- **Point annotation dataset records**
━━━━━━━━
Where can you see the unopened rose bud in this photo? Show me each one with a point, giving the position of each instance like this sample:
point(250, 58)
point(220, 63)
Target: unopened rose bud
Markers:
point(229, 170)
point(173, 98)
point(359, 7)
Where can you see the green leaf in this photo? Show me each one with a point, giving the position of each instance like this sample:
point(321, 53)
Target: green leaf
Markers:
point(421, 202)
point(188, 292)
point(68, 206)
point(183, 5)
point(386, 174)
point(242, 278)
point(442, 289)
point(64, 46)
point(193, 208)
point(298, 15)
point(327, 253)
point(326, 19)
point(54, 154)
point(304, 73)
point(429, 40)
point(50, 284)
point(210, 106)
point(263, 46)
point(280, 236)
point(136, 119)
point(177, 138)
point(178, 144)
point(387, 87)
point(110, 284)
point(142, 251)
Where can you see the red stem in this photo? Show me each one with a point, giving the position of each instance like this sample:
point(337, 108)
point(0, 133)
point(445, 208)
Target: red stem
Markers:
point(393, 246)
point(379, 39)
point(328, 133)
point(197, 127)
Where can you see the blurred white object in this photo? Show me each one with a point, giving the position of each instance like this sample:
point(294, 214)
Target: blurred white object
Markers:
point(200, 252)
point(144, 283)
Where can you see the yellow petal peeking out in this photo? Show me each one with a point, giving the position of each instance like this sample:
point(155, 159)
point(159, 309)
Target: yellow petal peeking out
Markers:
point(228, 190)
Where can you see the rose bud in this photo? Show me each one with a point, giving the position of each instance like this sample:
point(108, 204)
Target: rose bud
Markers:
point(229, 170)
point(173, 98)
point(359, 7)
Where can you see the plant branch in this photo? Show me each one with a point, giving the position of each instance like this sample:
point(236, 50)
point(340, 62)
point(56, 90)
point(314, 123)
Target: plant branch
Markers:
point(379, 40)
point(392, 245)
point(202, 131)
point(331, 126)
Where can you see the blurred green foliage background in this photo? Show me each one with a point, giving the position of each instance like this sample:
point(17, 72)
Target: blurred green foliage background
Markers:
━━━━━━━━
Rewrite every item above, swapping each occurrence of "Markers" for "Annotations" and keeping all other text unchanged.

Where can you see the unopened rose bud in this photo? Show me each one with a point, giving the position of each instance like this sample:
point(250, 58)
point(220, 63)
Target: unopened rose bud
Annotations:
point(229, 170)
point(173, 98)
point(359, 7)
Where can you see the green leaf in this photo? Show me each one with a point, giving the position of each instance like this sample:
point(321, 53)
Target: green leaf
Annotations:
point(421, 202)
point(188, 292)
point(68, 206)
point(183, 5)
point(386, 174)
point(242, 278)
point(442, 289)
point(64, 46)
point(193, 208)
point(298, 15)
point(327, 253)
point(326, 19)
point(54, 154)
point(304, 73)
point(429, 40)
point(50, 284)
point(210, 106)
point(263, 46)
point(280, 236)
point(136, 119)
point(177, 138)
point(178, 144)
point(387, 87)
point(110, 284)
point(142, 251)
Where can you see the red stem in this photo? Show me each one with a point, giving the position of each instance like this sample:
point(337, 108)
point(0, 133)
point(445, 208)
Target: red stem
Annotations:
point(393, 246)
point(379, 39)
point(328, 133)
point(197, 127)
Where can you see the blurred white object in this photo? Show me each one with a point, giving the position of each instance like this sample:
point(294, 214)
Target: blurred white object
Annotations:
point(200, 252)
point(144, 283)
Where can you see the yellow petal peeking out in this photo? Show me each one with a point, giving the position of each instance like this sample:
point(155, 159)
point(159, 309)
Target: yellow petal peeking out
Annotations:
point(228, 190)
Where can you see the rose bud in this photo? Show me each one with a point, giving the position of each instance like this sample:
point(108, 204)
Target: rose bud
Annotations:
point(229, 170)
point(173, 98)
point(359, 7)
Where can you see the plant branch in this photo? Show me each one with a point, giving the position of each instance like this sample:
point(236, 50)
point(340, 62)
point(56, 90)
point(314, 123)
Target: plant branch
Annotations:
point(379, 40)
point(392, 245)
point(202, 131)
point(331, 126)
Where can you see the blurred green foliage background in this photo? Show me each one with a point, giving the position of each instance like this sample:
point(17, 72)
Target: blurred green foliage background
Annotations:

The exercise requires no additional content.